--- Prompt ---
Each record must be reproduced exactly as it is shown.

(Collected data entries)
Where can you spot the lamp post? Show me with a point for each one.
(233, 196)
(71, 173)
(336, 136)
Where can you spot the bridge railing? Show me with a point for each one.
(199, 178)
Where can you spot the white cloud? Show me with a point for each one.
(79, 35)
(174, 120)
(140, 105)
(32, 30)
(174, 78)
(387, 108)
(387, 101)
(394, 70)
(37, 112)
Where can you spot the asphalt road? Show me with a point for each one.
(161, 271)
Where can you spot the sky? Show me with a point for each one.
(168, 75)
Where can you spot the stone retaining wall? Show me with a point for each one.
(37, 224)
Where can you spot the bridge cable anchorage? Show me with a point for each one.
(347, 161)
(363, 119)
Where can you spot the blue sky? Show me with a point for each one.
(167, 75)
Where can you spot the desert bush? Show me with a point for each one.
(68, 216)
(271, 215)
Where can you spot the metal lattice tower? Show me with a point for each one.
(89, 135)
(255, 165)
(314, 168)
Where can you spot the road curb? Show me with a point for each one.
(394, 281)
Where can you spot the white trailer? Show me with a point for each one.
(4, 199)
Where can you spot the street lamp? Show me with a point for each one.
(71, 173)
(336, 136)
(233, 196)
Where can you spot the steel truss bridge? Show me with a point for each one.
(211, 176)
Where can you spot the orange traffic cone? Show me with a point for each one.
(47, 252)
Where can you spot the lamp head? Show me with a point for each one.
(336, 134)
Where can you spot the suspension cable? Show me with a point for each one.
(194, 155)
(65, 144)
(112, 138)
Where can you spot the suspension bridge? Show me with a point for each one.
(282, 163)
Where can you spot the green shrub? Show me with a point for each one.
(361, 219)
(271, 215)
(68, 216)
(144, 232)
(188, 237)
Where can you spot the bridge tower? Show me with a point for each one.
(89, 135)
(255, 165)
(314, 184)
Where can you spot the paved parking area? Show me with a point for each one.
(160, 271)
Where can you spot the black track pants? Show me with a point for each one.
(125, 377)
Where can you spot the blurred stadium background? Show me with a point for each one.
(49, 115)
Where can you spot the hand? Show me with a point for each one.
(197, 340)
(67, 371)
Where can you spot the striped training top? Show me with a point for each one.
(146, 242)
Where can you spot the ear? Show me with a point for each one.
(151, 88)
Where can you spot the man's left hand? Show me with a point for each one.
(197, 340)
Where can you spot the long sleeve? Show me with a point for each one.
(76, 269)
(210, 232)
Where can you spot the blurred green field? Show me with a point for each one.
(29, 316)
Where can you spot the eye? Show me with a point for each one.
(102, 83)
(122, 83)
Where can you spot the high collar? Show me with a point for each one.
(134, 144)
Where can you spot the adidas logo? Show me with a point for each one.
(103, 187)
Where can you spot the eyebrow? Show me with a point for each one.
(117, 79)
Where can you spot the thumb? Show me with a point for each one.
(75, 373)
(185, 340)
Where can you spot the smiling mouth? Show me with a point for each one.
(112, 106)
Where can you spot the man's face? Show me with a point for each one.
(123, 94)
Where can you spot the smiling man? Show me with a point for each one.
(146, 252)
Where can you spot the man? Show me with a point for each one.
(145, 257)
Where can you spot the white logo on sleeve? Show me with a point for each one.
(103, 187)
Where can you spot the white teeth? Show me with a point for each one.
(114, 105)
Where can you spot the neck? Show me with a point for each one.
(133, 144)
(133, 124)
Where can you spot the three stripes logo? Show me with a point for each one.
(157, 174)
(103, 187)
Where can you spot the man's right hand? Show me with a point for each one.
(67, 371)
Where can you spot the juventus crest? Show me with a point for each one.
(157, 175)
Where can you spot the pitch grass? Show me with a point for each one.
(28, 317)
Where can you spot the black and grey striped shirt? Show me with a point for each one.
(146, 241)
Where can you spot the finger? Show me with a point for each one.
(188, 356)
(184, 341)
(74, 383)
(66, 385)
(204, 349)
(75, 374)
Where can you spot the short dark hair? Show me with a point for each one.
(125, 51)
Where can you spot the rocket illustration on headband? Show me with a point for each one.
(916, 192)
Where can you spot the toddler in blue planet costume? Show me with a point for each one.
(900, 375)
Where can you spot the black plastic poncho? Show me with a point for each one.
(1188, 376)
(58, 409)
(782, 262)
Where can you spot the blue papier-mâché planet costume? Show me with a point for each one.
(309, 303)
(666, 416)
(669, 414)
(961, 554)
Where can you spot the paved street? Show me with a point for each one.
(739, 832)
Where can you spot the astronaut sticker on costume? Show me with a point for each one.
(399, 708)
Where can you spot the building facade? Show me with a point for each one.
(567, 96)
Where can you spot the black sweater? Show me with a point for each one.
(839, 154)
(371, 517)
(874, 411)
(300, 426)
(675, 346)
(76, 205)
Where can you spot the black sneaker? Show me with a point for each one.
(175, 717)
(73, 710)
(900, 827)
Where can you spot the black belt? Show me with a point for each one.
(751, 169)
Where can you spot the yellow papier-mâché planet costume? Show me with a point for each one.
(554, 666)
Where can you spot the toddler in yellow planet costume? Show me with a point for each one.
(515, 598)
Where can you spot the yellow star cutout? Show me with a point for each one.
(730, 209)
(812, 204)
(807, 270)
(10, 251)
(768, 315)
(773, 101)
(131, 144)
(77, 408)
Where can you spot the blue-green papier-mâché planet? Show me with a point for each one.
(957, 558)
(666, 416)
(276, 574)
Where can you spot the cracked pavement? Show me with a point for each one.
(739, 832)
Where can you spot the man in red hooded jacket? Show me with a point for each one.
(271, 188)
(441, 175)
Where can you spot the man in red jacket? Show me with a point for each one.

--- Task solution ---
Where can you spot the lamp post? Show me with a point for each one.
(233, 196)
(71, 173)
(336, 136)
Where can you spot the bridge railing? Show me with a point for each one.
(199, 178)
Where can you spot the white cloud? Show me with a point for each one.
(79, 35)
(174, 120)
(140, 105)
(32, 30)
(174, 78)
(387, 108)
(387, 101)
(394, 70)
(37, 112)
Where can you spot the asphalt road? Show me with a point for each one.
(161, 271)
Where can you spot the sky? Show me with a point for each one.
(168, 75)
Where can you spot the stone retaining wall? Show me with a point for each one.
(37, 224)
Where can you spot the bridge cable anchorage? Show me with a point for each one.
(347, 161)
(363, 119)
Where can you spot the blue sky? Show me with a point for each one.
(167, 75)
Where can you spot the desert bush? Show me with a point for each one.
(68, 216)
(271, 215)
Where can you spot the metal lattice tower? Show me with a point for each one.
(89, 135)
(255, 165)
(314, 168)
Where can you spot the road curb? Show me with a point for each one.
(394, 281)
Where can you spot the white trailer? Show me with a point for each one.
(4, 199)
Where can you spot the street lamp? Show me with a point for each one.
(71, 173)
(336, 136)
(233, 196)
Where can you spot the steel truss bridge? Show me with a point for each one.
(211, 176)
Where can you spot the orange traffic cone? Show me with a point for each one.
(47, 252)
Where can you spot the lamp head? Show me with a point for each one.
(336, 134)
Where can you spot the suspension cable? Show me with a point for each one.
(194, 155)
(65, 144)
(112, 138)
Where can you spot the suspension bridge? Show me with a point for each one.
(282, 163)
Where can you spot the green shrub? Show me with a point for each one.
(361, 219)
(271, 215)
(68, 216)
(144, 232)
(188, 237)
Where can you spot the bridge tower? Show me with a point for each one.
(89, 135)
(255, 165)
(314, 184)
Where can you spot the paved parking area? Show me with a point for each one.
(160, 271)
Where can you spot the black track pants? Show me with a point for each one.
(125, 377)
Where can you spot the blurred stadium background? Show me with a point for each one.
(49, 115)
Where can you spot the hand? Show me with a point for each one.
(197, 340)
(67, 371)
Where can you spot the striped training top? Show me with a point for each one.
(146, 242)
Where can you spot the ear? Show me with a point for each one.
(151, 88)
Where can you spot the man's left hand? Show me with a point for each one.
(197, 340)
Where can you spot the long sleeve? Show me with a point for each one.
(76, 269)
(210, 232)
Where can you spot the blurred green field? Show me with a point for each one.
(29, 316)
Where can you spot the eye? Show me with a point for each one.
(102, 83)
(122, 83)
Where can you spot the high collar? Show me with a point for each one.
(134, 144)
Where can you spot the adidas logo? Show me with a point for each one.
(103, 187)
Where can you spot the eyebrow? Show me with a point for each one.
(117, 79)
Where can you spot the thumb? Show me with a point for each one.
(75, 373)
(185, 340)
Where can you spot the smiling mouth? Show me with a point for each one.
(112, 106)
Where can you spot the man's face? Show me with a point for each one.
(123, 94)
Where can you spot the smiling man? Show me with a point for each one.
(146, 252)
Where can you spot the man? Show me with a point for each one.
(145, 257)
Where can you spot the white logo on sleeve? Show me with a point for each one.
(103, 187)
Where can you spot the white teeth? Show me with a point for each one.
(114, 105)
Where can you spot the neck? Show me with a point for each one.
(133, 144)
(133, 124)
Where can you spot the three stripes logo? Show me with a point for each one.
(157, 174)
(103, 187)
Where can you spot the man's right hand? Show me with a point for each one.
(67, 371)
Where can you spot the juventus crest? Show me with a point for each one.
(157, 175)
Where can you spot the pitch grass? Show me with a point for each one.
(28, 317)
Where can you spot the black and grey striped shirt? Show me with a point for each one.
(146, 241)
Where can you spot the finger? Show me with a point for each one.
(188, 356)
(184, 341)
(74, 383)
(66, 385)
(204, 349)
(75, 374)
Where can you spot the short dark hair? Show me with a point for each one.
(125, 51)
Where can you spot the rocket illustration on headband? Show me with a point for each one.
(916, 192)
Where can you spot the toddler in blue planet costume? Show me with a point for each one.
(900, 375)
Where can you spot the black plastic poncho? Show me with a point for each one.
(1188, 376)
(58, 409)
(782, 262)
Where can you spot the blue papier-mâché planet costume? Show me with a point for each one.
(309, 303)
(666, 416)
(669, 414)
(961, 554)
Where can you spot the paved street? Show me with a point for each one.
(739, 832)
Where can you spot the astronaut sticker on costume? Show me with a point for each one.
(399, 708)
Where can you spot the building facade? Show me with a point for each one.
(567, 96)
Where can you spot the black sweater? Show me with a point for each one.
(839, 154)
(371, 517)
(874, 411)
(300, 426)
(675, 346)
(76, 205)
Where can you spot the black sneaker? Show me with a point for each one.
(175, 717)
(73, 710)
(900, 827)
Where can you spot the black belt? Show me with a point for each one.
(751, 169)
Where can you spot the yellow papier-mâché planet costume? Show me with a point for each one.
(554, 666)
Where can you spot the toddler in yellow planet costume? Show me with a point for each one.
(515, 598)
Where can you spot the yellow star cutout? Show me with a point for each one.
(730, 209)
(812, 204)
(807, 270)
(10, 251)
(768, 315)
(773, 101)
(131, 144)
(77, 408)
Where can you spot the blue-green papier-mâché planet? Show me with a point for each one.
(957, 558)
(666, 416)
(276, 574)
Where can you spot the cracked pavement? Show me with a point for each one.
(739, 832)
Where can you spot the man in red hooded jacket? Show me with a point for each one.
(271, 188)
(441, 175)
Where can you spot the man in red jacket? Show me with a point for each one.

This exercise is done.